Work order — The entries below hold a line with "point(118, 141)" and a line with "point(135, 215)". Return those lines and all that lie between them, exactly and only.

** Opening Available data block **

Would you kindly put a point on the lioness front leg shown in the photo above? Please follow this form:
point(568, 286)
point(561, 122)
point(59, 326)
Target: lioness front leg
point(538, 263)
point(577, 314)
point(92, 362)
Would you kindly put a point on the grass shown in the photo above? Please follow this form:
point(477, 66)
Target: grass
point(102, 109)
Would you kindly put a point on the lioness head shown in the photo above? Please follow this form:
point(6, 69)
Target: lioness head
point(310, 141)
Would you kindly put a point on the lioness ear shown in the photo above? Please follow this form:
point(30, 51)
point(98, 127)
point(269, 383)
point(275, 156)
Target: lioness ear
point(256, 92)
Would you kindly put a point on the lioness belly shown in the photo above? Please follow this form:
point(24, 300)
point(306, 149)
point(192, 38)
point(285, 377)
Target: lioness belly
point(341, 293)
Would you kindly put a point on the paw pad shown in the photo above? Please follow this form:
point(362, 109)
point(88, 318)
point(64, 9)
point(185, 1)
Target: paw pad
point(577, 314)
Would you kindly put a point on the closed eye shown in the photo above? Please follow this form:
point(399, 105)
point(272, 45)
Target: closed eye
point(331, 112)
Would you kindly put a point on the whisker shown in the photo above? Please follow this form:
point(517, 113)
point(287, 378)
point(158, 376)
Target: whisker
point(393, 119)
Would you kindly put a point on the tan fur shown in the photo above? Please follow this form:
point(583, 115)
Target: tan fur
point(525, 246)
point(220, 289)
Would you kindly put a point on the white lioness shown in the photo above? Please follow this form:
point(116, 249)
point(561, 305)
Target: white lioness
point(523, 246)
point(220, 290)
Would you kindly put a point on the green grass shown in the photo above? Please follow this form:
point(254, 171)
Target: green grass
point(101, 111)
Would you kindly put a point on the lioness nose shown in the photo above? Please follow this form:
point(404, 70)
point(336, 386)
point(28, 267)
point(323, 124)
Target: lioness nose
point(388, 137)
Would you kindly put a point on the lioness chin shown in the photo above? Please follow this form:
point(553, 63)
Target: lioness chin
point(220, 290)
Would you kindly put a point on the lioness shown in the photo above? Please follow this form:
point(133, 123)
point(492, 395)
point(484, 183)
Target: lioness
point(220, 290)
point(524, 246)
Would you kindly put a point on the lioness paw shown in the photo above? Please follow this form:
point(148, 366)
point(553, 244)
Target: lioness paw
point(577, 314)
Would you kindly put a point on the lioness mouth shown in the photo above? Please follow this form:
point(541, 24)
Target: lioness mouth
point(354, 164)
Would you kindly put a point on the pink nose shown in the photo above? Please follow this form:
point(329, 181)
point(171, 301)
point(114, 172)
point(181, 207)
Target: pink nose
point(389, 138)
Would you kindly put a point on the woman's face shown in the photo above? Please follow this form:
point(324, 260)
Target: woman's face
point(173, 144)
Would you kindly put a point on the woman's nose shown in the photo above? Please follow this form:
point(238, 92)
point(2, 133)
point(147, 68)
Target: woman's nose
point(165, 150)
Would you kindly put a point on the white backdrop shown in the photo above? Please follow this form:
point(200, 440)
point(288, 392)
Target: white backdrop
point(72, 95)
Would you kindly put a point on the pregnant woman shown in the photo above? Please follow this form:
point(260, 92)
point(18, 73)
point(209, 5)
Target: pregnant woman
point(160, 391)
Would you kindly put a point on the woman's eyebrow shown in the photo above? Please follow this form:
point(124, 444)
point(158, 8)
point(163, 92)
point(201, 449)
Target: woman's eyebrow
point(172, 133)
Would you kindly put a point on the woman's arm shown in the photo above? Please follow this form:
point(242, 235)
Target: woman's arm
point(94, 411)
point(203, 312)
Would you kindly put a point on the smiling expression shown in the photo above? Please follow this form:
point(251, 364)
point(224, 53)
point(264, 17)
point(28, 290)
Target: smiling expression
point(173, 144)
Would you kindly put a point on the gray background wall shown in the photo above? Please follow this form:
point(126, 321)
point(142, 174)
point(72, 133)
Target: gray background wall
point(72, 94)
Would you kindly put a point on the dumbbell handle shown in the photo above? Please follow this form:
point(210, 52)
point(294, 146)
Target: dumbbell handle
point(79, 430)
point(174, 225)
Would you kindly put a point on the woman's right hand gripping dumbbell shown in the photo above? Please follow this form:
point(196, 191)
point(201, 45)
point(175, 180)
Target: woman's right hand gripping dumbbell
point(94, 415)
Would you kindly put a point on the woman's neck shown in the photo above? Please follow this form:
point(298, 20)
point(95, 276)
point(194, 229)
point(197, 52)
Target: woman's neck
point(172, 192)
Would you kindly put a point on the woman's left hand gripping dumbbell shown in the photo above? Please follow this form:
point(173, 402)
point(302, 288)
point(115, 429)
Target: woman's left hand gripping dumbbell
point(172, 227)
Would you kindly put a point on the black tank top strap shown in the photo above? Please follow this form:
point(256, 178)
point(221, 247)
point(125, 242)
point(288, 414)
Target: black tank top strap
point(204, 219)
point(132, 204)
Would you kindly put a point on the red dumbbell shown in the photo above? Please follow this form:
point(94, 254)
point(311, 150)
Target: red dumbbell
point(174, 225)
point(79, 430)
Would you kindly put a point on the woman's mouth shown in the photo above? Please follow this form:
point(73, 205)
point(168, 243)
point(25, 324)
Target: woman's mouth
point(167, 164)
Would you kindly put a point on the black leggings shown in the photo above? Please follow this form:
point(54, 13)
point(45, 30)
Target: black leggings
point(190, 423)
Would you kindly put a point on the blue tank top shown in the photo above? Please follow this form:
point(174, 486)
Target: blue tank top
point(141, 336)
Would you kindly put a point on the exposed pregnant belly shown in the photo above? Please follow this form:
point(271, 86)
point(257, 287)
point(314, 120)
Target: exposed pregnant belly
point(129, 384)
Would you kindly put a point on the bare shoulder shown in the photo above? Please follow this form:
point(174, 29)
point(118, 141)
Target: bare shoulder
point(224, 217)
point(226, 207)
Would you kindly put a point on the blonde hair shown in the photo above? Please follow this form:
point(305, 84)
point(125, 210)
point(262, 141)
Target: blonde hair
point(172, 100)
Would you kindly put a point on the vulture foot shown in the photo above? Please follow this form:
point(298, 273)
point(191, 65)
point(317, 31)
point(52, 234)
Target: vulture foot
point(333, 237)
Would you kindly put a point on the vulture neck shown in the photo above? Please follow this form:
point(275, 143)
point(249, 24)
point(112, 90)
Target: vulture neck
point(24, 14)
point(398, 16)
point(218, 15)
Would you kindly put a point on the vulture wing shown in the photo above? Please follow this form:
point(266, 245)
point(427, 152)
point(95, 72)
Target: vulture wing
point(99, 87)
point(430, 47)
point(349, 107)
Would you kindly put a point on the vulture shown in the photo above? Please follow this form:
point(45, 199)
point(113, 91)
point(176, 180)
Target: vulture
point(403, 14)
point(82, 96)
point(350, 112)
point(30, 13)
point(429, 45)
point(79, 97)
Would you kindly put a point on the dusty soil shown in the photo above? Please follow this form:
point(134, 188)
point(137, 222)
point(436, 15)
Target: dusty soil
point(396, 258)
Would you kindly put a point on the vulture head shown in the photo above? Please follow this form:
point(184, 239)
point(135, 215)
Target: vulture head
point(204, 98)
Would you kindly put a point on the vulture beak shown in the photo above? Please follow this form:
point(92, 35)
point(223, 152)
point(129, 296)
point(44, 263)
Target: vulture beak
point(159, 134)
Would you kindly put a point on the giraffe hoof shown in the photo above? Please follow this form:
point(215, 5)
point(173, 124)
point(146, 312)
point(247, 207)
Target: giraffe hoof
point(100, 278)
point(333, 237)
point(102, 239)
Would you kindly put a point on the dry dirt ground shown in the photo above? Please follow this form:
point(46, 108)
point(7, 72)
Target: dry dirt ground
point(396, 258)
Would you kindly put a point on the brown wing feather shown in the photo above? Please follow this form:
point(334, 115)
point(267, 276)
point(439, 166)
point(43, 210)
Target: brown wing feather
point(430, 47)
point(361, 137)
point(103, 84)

** Closing Available data block **

Worked solution —
point(118, 141)
Target: bare shoulder
point(224, 217)
point(226, 207)
Would you kindly put a point on the blonde hair shown in the photo above? Please follow this form:
point(305, 84)
point(125, 210)
point(262, 141)
Target: blonde hair
point(172, 100)
Would you kindly put a point on the vulture foot shown in the photo above? Please follow this form:
point(298, 273)
point(191, 65)
point(317, 31)
point(52, 234)
Target: vulture foot
point(333, 237)
Would you kindly put a point on the vulture neck shown in the photo above? Please follow this form:
point(275, 143)
point(249, 24)
point(112, 90)
Target: vulture neck
point(24, 14)
point(398, 16)
point(218, 15)
Would you kindly put a point on the vulture wing shown in the photo above? Please follow this form:
point(266, 245)
point(427, 152)
point(95, 72)
Target: vulture wing
point(99, 87)
point(430, 47)
point(349, 107)
Would you kindly put a point on the vulture shown in the photo above? Please follow this form:
point(45, 199)
point(113, 91)
point(176, 180)
Target: vulture
point(403, 14)
point(82, 96)
point(350, 112)
point(30, 13)
point(429, 45)
point(79, 97)
Would you kindly put a point on the dusty soil shown in the photo above? Please follow this form:
point(134, 188)
point(137, 222)
point(436, 15)
Target: dusty soil
point(396, 258)
Would you kindly put a point on the vulture head shown in the photo above? Please follow this form:
point(184, 239)
point(135, 215)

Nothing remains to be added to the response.